▶ _Work request_: Each line from the one that contains "Objective — one marker on every instance of the white" down to the last line of the material should be retyped exactly as it stands.

▶ _Task data_:
* * *

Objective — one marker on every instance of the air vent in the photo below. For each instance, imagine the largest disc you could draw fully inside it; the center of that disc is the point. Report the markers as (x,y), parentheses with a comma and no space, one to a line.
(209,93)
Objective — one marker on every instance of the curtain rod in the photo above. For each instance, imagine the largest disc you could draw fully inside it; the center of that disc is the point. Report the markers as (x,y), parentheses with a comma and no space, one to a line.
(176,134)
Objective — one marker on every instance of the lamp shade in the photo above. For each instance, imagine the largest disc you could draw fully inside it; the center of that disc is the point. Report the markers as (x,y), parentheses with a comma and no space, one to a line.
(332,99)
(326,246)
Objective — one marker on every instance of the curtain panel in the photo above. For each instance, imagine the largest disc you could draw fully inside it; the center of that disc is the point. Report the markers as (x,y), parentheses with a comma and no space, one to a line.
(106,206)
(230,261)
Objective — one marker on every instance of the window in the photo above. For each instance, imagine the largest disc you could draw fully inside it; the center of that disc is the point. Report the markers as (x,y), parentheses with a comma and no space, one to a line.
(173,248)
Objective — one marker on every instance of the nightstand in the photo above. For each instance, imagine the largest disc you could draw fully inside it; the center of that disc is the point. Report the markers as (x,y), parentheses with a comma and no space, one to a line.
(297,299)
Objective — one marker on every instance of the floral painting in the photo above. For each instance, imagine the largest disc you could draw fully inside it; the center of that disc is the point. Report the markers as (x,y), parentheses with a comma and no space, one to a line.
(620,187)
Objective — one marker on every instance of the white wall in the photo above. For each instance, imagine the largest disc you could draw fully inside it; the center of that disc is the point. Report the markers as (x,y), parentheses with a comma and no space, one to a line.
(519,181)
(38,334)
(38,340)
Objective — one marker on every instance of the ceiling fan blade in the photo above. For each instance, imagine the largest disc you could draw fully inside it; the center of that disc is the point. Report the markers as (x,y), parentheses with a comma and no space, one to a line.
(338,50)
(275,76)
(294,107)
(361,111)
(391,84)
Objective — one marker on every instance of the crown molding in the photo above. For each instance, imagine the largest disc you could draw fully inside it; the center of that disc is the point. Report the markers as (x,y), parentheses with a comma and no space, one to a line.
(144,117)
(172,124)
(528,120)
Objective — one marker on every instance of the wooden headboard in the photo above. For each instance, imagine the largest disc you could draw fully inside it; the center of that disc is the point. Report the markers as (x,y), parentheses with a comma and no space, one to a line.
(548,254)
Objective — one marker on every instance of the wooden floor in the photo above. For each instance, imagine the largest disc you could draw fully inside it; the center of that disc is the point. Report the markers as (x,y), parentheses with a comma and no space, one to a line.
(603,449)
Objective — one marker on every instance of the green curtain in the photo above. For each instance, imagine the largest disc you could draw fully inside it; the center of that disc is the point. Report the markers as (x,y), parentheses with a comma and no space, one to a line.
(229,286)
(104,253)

* * *

▶ _Your response_:
Objective — one marker on every instance of the white wall in the photo above. For each instance, imagine the largest disc you could draw fully inside it; the center of that disc is the point. Report the markers as (x,y), parentheses with a comma and no space, one to a line.
(519,181)
(38,334)
(38,340)
Objective — one marker on every instance of the ceiling fan blade in the photo above. For each instance, imagine the largest disc you could draw fully inside it; the center of that disc is the point. Report the markers as (x,y), parentheses with a comma and no space, one to a line.
(338,50)
(275,76)
(294,107)
(361,111)
(391,84)
Objective — one marker on every instance of the crown molding in the photo above. For each instance, imagine the largest disc you could draw fully inside it; the center of that disc is the point. Report the markers as (x,y), parentheses with a comma and no space, one to a line.
(144,117)
(172,124)
(528,120)
Objective — one marker on every instance of the wooden headboard in the photo above. For each instance, imagine the largest disc you could draw fully inside it; the center of that disc is the point. Report the markers as (x,y), parentheses with a comma and no space, one to a line.
(548,254)
Objective — one marker on every instance of the wooden floor in the photo above. For each instance, imagine the largest disc you could draw fully inside it; the center of that disc is the point. Report the markers as (x,y), parentheses with a comma and no space, one to a line.
(603,449)
Objective — one marker on every instance of the green curtain in the photo above. For each instance, imagine the largest disc you could draw fully inside it; the center of that disc is the point. Report the markers as (x,y), parentheses with a comma and no space, one to a line.
(229,286)
(104,253)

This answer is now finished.